Point placement records:
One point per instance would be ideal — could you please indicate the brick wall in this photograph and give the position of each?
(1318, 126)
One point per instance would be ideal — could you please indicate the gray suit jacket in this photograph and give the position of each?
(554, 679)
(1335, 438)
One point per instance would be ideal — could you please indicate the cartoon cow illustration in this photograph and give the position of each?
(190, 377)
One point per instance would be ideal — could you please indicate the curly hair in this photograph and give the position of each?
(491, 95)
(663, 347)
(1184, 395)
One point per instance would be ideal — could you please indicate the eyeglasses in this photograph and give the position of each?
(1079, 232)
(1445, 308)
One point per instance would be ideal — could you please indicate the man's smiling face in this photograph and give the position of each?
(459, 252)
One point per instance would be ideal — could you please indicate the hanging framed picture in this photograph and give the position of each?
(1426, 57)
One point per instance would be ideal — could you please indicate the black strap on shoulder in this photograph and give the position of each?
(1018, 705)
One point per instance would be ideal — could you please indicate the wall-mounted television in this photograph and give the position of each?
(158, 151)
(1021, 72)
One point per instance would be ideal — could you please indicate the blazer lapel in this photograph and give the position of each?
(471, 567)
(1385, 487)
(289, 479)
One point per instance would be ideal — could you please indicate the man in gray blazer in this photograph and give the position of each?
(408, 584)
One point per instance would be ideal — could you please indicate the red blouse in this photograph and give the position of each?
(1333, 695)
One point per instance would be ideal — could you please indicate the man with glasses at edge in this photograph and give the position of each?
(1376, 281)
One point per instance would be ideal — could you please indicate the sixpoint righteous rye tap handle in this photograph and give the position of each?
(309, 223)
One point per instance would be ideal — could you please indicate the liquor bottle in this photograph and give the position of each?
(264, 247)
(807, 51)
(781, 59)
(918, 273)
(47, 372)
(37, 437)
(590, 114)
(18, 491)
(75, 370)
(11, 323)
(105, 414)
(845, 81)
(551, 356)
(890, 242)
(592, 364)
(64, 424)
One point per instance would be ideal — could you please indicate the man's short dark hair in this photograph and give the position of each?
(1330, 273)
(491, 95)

* **Task details**
Write out once more the lines above beginning at the line with "the man with"; continue through the final line and stop there.

* **Written answer**
One point per instance would be ideal — could you please indicate the man with glasses at edge in this photograph and give the position of each?
(1376, 281)
One point per instance would be ideal — could you please indicate the sixpoint righteous rye tap handle in this photograph and give the position of each?
(309, 223)
One point per instance would be ideal — could you please indicate the liquor bottle in this photograph and give the position of each?
(264, 247)
(807, 51)
(781, 59)
(918, 273)
(47, 372)
(37, 437)
(590, 114)
(18, 491)
(75, 370)
(11, 323)
(105, 414)
(845, 81)
(551, 356)
(890, 242)
(592, 364)
(64, 424)
One point per instance would be ideal — could you please indicate the man's short dark hair in this photograph and give the position of each?
(1330, 273)
(491, 95)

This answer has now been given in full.